### What you need to do
Gather the lines from the material that contain "ground".
-------- Data for processing
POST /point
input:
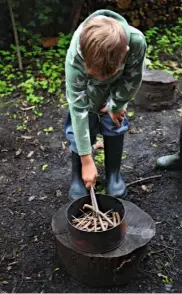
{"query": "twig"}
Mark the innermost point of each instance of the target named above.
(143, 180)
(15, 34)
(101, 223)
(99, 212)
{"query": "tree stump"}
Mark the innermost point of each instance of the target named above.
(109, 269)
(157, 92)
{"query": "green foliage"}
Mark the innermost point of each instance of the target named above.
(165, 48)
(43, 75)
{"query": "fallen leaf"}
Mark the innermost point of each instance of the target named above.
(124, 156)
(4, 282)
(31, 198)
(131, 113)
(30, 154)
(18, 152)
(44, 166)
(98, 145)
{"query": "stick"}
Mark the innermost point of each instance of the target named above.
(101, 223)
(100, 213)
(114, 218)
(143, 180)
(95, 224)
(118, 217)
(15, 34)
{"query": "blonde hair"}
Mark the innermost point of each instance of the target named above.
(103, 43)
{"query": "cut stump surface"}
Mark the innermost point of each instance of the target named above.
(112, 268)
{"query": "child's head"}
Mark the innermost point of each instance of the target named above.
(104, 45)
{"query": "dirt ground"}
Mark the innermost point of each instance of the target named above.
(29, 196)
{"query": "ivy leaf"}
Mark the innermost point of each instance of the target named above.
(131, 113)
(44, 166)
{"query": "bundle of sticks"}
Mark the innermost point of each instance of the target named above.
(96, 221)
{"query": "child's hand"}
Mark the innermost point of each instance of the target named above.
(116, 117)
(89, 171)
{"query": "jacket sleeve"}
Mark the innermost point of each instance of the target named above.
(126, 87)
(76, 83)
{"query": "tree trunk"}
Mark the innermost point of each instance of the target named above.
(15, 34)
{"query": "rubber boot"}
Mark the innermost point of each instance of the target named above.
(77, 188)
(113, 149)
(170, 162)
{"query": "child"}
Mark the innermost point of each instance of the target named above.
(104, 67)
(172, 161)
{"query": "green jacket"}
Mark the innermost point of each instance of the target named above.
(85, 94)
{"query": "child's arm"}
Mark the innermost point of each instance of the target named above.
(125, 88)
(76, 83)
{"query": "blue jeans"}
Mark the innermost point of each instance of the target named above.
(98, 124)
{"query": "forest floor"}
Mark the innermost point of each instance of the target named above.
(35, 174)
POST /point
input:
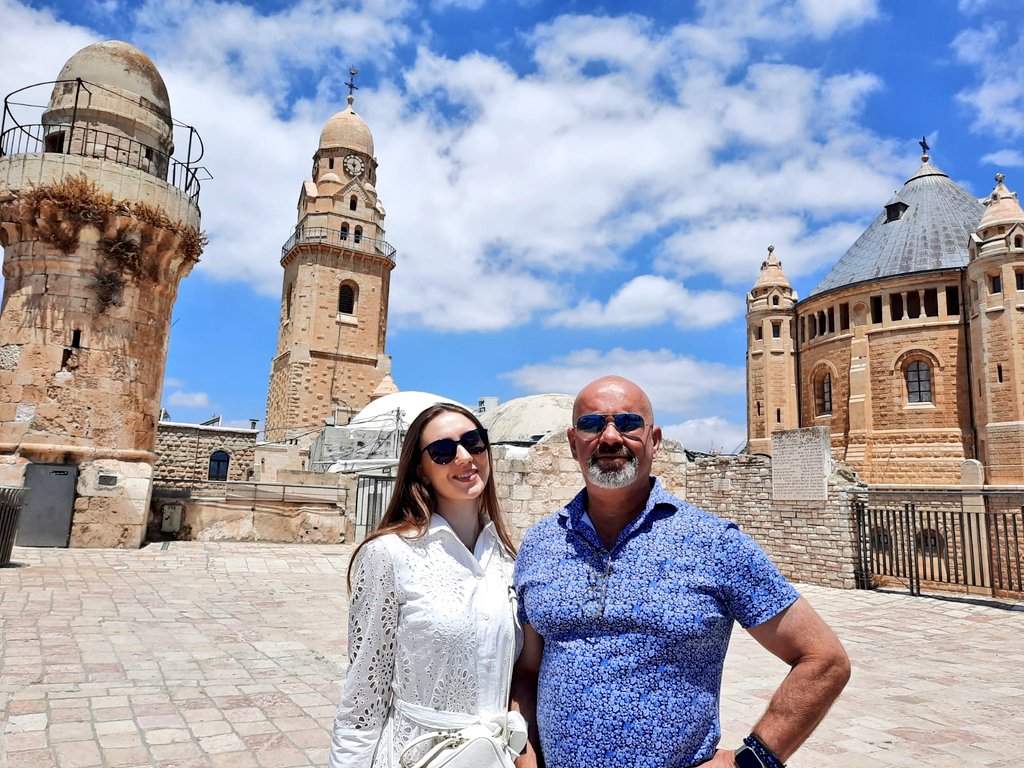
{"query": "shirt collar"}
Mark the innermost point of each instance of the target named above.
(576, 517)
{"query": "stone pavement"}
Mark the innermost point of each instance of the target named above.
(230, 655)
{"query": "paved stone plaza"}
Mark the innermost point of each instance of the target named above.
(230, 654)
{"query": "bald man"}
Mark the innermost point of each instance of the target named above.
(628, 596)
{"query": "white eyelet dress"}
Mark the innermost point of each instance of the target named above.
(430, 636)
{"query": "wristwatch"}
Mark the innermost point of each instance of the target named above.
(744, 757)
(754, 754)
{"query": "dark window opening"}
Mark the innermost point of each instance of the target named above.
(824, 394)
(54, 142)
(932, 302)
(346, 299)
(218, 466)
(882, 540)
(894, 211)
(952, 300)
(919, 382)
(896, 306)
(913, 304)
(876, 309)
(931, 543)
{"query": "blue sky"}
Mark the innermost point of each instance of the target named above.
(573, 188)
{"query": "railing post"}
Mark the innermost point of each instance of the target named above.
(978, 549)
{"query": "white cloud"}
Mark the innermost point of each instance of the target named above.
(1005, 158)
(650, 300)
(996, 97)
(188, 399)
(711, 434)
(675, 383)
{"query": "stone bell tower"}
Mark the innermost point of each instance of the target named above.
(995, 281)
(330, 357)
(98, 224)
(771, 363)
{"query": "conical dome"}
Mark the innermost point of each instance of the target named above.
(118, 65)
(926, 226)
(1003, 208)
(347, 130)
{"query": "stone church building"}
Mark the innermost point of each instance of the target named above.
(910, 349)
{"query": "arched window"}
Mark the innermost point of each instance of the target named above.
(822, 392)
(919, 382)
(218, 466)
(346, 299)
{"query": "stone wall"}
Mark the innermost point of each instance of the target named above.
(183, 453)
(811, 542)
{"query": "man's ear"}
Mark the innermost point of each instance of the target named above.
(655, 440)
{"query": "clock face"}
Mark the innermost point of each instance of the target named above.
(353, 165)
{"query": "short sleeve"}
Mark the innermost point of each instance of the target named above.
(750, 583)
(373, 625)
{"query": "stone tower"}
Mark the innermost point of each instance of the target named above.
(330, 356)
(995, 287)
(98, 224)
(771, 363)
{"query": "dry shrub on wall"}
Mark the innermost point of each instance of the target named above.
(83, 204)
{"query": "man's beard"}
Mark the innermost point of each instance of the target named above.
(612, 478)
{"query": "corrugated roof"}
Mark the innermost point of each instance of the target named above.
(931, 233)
----------------
-------- Data for processing
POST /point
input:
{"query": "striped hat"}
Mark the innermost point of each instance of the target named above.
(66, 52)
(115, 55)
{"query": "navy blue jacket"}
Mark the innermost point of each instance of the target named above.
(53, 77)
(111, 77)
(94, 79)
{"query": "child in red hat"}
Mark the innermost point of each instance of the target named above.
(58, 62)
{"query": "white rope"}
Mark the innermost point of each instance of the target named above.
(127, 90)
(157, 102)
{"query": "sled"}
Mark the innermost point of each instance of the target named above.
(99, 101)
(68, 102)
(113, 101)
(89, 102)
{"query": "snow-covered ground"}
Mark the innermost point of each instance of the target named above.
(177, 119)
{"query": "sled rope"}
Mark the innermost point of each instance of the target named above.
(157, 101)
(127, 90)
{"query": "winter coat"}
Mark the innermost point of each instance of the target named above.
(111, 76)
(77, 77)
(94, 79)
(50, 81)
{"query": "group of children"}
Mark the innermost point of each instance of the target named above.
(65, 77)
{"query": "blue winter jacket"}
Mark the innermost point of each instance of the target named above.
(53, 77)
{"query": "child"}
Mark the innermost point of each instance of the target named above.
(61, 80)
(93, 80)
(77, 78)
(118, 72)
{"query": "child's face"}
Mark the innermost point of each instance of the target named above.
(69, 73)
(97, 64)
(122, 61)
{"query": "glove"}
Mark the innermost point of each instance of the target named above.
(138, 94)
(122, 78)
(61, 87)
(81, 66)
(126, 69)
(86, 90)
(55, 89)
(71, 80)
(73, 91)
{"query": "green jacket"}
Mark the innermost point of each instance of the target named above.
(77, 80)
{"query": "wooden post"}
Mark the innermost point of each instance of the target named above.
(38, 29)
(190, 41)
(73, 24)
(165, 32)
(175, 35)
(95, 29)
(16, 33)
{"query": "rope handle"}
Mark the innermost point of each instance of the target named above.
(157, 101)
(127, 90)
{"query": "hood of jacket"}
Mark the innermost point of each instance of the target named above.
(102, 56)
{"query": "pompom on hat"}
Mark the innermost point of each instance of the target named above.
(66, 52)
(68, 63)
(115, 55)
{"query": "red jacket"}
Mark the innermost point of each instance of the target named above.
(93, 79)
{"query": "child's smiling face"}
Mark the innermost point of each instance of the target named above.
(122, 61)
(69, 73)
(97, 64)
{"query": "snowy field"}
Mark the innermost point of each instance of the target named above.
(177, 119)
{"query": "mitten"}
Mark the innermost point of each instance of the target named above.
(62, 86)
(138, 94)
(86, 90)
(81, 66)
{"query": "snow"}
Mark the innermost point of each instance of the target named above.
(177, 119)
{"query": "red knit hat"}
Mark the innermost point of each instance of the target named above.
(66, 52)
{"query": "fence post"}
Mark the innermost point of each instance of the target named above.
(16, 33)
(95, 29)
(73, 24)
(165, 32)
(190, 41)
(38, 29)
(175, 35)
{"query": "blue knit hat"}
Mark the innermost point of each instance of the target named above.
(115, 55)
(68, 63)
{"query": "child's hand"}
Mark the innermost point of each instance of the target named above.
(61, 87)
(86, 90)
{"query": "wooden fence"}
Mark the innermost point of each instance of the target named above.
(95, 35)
----------------
### Answer box
{"query": "dirt ground"}
{"query": "snow-covered ground"}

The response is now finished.